REQUIRED WORK
Produce a verbatim copy of the entries listed below.

|---|

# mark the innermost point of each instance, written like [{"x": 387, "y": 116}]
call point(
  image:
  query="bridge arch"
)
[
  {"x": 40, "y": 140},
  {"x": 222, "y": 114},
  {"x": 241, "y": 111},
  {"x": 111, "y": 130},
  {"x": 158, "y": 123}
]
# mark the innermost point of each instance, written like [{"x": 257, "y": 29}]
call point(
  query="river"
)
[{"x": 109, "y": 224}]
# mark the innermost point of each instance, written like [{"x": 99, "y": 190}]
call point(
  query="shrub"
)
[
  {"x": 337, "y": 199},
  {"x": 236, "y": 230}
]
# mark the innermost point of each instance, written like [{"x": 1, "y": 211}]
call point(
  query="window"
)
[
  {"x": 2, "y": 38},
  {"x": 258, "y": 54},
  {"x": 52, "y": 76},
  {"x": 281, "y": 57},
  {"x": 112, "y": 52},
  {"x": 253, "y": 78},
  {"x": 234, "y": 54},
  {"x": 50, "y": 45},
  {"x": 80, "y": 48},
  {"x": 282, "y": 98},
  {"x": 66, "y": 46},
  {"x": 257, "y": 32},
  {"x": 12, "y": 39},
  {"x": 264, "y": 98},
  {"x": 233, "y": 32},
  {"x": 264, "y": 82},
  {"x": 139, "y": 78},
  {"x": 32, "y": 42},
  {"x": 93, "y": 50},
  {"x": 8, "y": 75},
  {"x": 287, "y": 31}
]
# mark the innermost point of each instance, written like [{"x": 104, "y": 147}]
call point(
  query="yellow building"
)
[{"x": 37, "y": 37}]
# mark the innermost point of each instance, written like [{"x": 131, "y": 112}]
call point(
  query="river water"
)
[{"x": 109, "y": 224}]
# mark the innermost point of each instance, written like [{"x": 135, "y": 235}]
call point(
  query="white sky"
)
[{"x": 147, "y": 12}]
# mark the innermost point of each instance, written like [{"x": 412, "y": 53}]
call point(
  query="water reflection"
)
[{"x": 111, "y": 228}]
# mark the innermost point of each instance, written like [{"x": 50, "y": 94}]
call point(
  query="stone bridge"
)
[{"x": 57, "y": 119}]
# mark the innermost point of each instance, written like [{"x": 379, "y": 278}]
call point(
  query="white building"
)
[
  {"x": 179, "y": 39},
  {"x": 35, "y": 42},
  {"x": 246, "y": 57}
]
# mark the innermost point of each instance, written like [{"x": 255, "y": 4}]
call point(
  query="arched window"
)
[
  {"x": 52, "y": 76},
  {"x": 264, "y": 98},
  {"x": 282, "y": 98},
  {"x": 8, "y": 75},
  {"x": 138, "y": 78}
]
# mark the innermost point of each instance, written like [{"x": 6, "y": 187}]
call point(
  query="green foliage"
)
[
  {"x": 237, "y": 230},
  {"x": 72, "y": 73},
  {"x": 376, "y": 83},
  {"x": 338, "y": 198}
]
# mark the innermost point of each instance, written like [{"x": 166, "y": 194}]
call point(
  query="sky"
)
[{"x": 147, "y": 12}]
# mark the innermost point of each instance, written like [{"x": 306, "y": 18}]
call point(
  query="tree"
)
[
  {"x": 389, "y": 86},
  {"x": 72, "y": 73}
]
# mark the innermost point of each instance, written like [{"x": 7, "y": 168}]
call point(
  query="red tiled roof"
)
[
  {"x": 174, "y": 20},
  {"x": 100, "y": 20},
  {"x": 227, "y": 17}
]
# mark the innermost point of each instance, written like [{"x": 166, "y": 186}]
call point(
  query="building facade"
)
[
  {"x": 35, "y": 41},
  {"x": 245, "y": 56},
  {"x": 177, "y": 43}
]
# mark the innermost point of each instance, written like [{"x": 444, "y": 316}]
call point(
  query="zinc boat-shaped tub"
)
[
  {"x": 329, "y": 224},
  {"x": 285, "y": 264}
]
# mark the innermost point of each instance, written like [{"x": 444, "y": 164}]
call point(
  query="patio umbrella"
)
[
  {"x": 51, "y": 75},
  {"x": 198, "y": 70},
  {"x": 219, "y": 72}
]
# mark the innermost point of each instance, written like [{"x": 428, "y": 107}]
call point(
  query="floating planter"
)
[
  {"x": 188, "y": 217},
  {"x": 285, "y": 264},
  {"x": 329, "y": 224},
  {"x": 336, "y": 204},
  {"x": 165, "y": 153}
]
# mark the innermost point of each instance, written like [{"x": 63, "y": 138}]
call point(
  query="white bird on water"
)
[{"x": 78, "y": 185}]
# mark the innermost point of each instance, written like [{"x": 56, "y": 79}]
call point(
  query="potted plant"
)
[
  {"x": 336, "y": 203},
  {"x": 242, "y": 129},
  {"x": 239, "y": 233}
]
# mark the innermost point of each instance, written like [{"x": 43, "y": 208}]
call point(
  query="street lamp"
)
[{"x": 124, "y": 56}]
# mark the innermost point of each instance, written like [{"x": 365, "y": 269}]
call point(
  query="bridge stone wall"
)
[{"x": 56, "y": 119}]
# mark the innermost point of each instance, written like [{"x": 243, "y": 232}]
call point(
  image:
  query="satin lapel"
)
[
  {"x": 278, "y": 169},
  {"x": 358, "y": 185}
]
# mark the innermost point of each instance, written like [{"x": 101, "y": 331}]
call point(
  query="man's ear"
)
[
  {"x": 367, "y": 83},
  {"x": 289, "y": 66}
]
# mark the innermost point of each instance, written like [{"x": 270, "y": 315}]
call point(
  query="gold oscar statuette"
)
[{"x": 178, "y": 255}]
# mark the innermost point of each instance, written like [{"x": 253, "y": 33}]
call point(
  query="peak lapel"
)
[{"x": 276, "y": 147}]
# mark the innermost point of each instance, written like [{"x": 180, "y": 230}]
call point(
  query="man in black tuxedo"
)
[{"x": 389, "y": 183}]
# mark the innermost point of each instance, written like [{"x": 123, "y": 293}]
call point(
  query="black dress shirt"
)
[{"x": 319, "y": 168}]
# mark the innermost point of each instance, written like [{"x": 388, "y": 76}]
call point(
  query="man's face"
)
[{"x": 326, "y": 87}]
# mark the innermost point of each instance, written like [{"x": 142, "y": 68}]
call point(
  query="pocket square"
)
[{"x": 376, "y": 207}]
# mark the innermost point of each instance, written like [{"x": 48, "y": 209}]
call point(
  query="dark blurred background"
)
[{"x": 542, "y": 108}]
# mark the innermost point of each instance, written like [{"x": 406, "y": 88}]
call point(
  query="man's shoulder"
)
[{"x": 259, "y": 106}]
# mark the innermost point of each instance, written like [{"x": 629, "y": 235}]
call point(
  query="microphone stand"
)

|---|

WRITTEN SOLUTION
# mark the innermost point of each instance, written like [{"x": 387, "y": 116}]
call point(
  image:
  query="bridge arch"
)
[
  {"x": 40, "y": 140},
  {"x": 222, "y": 114},
  {"x": 241, "y": 111},
  {"x": 111, "y": 130},
  {"x": 158, "y": 123}
]
# mark the innermost point of each instance, written like [{"x": 257, "y": 29}]
call point(
  query="river"
)
[{"x": 109, "y": 224}]
# mark the innermost point of each instance, written like [{"x": 99, "y": 190}]
call point(
  query="shrub"
)
[
  {"x": 337, "y": 199},
  {"x": 236, "y": 230}
]
# mark the innermost point of each instance, written like [{"x": 1, "y": 211}]
call point(
  query="window"
)
[
  {"x": 2, "y": 38},
  {"x": 258, "y": 54},
  {"x": 52, "y": 76},
  {"x": 281, "y": 57},
  {"x": 112, "y": 52},
  {"x": 253, "y": 78},
  {"x": 234, "y": 54},
  {"x": 50, "y": 45},
  {"x": 80, "y": 48},
  {"x": 282, "y": 98},
  {"x": 66, "y": 46},
  {"x": 257, "y": 32},
  {"x": 12, "y": 39},
  {"x": 264, "y": 98},
  {"x": 233, "y": 32},
  {"x": 264, "y": 82},
  {"x": 139, "y": 78},
  {"x": 32, "y": 42},
  {"x": 93, "y": 50},
  {"x": 8, "y": 75},
  {"x": 287, "y": 31}
]
# mark the innermost point of each instance, written like [{"x": 104, "y": 147}]
call point(
  query="yellow building"
)
[{"x": 37, "y": 37}]
# mark the innermost point of each instance, written like [{"x": 131, "y": 112}]
call point(
  query="river water"
)
[{"x": 109, "y": 224}]
# mark the innermost point of each instance, written like [{"x": 135, "y": 235}]
call point(
  query="white sky"
)
[{"x": 147, "y": 12}]
# mark the innermost point of each instance, written like [{"x": 412, "y": 53}]
call point(
  query="water reflection"
)
[{"x": 111, "y": 228}]
# mark the innermost point of each instance, written like [{"x": 50, "y": 94}]
call point(
  query="stone bridge"
)
[{"x": 57, "y": 119}]
# mark the innermost point of each instance, written like [{"x": 379, "y": 278}]
call point(
  query="white building"
)
[
  {"x": 179, "y": 39},
  {"x": 35, "y": 42},
  {"x": 246, "y": 57}
]
# mark the innermost point of each instance, written like [{"x": 255, "y": 4}]
call point(
  query="arched window"
)
[
  {"x": 52, "y": 76},
  {"x": 264, "y": 98},
  {"x": 282, "y": 98},
  {"x": 8, "y": 75},
  {"x": 138, "y": 78}
]
# mark the innermost point of each instance, written like [{"x": 6, "y": 187}]
call point(
  query="green foliage"
)
[
  {"x": 237, "y": 230},
  {"x": 72, "y": 73},
  {"x": 376, "y": 83},
  {"x": 338, "y": 198}
]
# mark the innermost point of each instance, written like [{"x": 166, "y": 194}]
call point(
  query="sky"
)
[{"x": 147, "y": 12}]
# mark the innermost point of each instance, written like [{"x": 306, "y": 18}]
call point(
  query="tree"
)
[
  {"x": 389, "y": 86},
  {"x": 72, "y": 73}
]
# mark the innermost point of each instance, written like [{"x": 7, "y": 168}]
call point(
  query="red tiled roof"
)
[
  {"x": 174, "y": 20},
  {"x": 100, "y": 20},
  {"x": 227, "y": 17}
]
# mark the innermost point of each instance, written like [{"x": 166, "y": 186}]
call point(
  query="building facade"
)
[
  {"x": 35, "y": 41},
  {"x": 245, "y": 56},
  {"x": 177, "y": 43}
]
# mark the innermost point of each instance, written like [{"x": 444, "y": 316}]
call point(
  query="zinc boat-shaped tub"
)
[
  {"x": 329, "y": 224},
  {"x": 285, "y": 264}
]
# mark the innermost point of each instance, written like [{"x": 444, "y": 164}]
call point(
  query="patio umbrella"
)
[
  {"x": 51, "y": 75},
  {"x": 198, "y": 70},
  {"x": 219, "y": 72}
]
# mark the innermost point of each instance, written like [{"x": 428, "y": 107}]
call point(
  query="floating planter"
)
[
  {"x": 188, "y": 217},
  {"x": 285, "y": 264},
  {"x": 329, "y": 224},
  {"x": 336, "y": 204},
  {"x": 165, "y": 153}
]
# mark the innermost point of each instance, written like [{"x": 63, "y": 138}]
call point(
  query="white bird on water"
)
[{"x": 78, "y": 185}]
# mark the innermost point of each instance, written like [{"x": 56, "y": 79}]
call point(
  query="potted plant"
)
[
  {"x": 336, "y": 203},
  {"x": 242, "y": 129},
  {"x": 239, "y": 233}
]
# mark the innermost point of each instance, written like [{"x": 43, "y": 208}]
call point(
  query="street lamp"
)
[{"x": 124, "y": 56}]
# mark the innermost point of each instance, written like [{"x": 365, "y": 269}]
call point(
  query="bridge stone wall"
)
[{"x": 56, "y": 119}]
# mark the innermost point of each instance, written like [{"x": 243, "y": 232}]
call point(
  image:
  query="satin lapel"
)
[
  {"x": 278, "y": 169},
  {"x": 358, "y": 185}
]
# mark the innermost point of each instance, written like [{"x": 101, "y": 331}]
call point(
  query="man's ear"
)
[
  {"x": 367, "y": 83},
  {"x": 289, "y": 66}
]
# mark the innermost point of each instance, written like [{"x": 270, "y": 315}]
call point(
  query="gold oscar statuette"
)
[{"x": 178, "y": 255}]
# mark the innermost point of each instance, written like [{"x": 253, "y": 33}]
call point(
  query="peak lapel"
)
[{"x": 276, "y": 147}]
# mark the innermost point of each instance, written like [{"x": 180, "y": 230}]
call point(
  query="man in black tuxedo"
)
[{"x": 389, "y": 183}]
# mark the innermost point of each instance, written like [{"x": 123, "y": 293}]
call point(
  query="black dress shirt"
)
[{"x": 319, "y": 168}]
# mark the innermost point of each instance, written like [{"x": 388, "y": 76}]
call point(
  query="man's face"
)
[{"x": 326, "y": 87}]
# mark the innermost point of each instance, written like [{"x": 142, "y": 68}]
call point(
  query="pocket square"
)
[{"x": 376, "y": 207}]
# mark the innermost point of each instance, written like [{"x": 48, "y": 209}]
call point(
  query="dark blurred background"
)
[{"x": 542, "y": 108}]
# mark the innermost point of each instance, written like [{"x": 406, "y": 88}]
call point(
  query="man's shoulder"
)
[{"x": 259, "y": 106}]
# mark the innermost point of each instance, written like [{"x": 629, "y": 235}]
call point(
  query="microphone stand"
)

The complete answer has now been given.